Could you write out the lines below again, swapping "vaulted ceiling" for "arched ceiling" and keeping everything else the same?
###
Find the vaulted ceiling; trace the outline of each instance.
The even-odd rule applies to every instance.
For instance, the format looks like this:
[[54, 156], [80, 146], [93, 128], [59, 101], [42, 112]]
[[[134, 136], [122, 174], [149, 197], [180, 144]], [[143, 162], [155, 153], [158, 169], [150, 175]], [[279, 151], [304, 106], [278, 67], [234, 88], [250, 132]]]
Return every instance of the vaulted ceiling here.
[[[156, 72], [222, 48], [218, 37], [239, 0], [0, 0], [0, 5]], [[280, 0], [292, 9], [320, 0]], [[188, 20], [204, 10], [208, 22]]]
###
## [Expected answer]
Find the arched ceiling; trace the outline of each instance.
The even-odd rule applies to every instance.
For instance, the format looks like this:
[[54, 156], [80, 146], [93, 128], [59, 101], [42, 112]]
[[[134, 136], [122, 174], [149, 197], [180, 144]], [[143, 162], [155, 153], [158, 169], [150, 175]], [[279, 151], [304, 106], [278, 67], [234, 88], [250, 132]]]
Return every instance of the arched ceiling here.
[[[156, 72], [222, 48], [218, 37], [239, 0], [0, 0], [0, 5]], [[280, 0], [292, 9], [320, 0]], [[188, 20], [204, 10], [208, 22]]]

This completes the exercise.